▶ _PAGE EXTRACT_

The Travers Stakes Grand Slam consists of the four oldest races for three-year-olds in the United States. The Travers was first run in 1864, followed by the Belmont in 1867, Preakness in 1873, and Derby in 1875. According to international classifications, the Travers is the third-ranked race for American three-year-olds, behind only the Kentucky Derby and Belmont Stakes. Racing historian Edward Hotaling first designated these four races as the Grand Slam.

Four horses that won the Triple Crown have attempted to complete the Grand Slam. Whirlaway accomplished the feat in 1941, while Gallant Fox (1930) and American Pharoah (2015, but that came after the modern Grand Slam had been developed) came up short in their attempts. Affirmed (1978) had again defeated Alydar to seemingly win the last pre-Breeders Cup era Grand Slam, but was disqualified for interference. Due to the lack of success in winning the fourth race, the Travers Stakes has been nicknamed the "Graveyard of Champions."

▶ _DATASET EXCERPTS_
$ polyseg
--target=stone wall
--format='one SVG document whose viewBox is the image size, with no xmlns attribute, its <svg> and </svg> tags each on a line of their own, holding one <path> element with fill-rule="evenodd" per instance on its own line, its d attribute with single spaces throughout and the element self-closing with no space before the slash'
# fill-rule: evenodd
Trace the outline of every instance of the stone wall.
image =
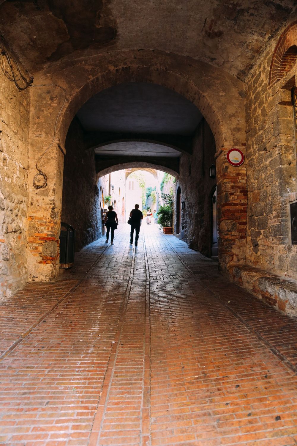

▶ _TASK TO COMPLETE_
Reproduce the part of the Grand Slam passage between "The Travers Stakes Grand" and "as the Grand Slam.", inclusive.

▶ _SOLUTION FOR THIS PROBLEM_
The Travers Stakes Grand Slam consists of the four oldest races for three-year-olds in the United States. The Travers was first run in 1864, followed by the Belmont in 1867, Preakness in 1873, and Derby in 1875. According to international classifications, the Travers is the third-ranked race for American three-year-olds, behind only the Kentucky Derby and Belmont Stakes. Racing historian Edward Hotaling first designated these four races as the Grand Slam.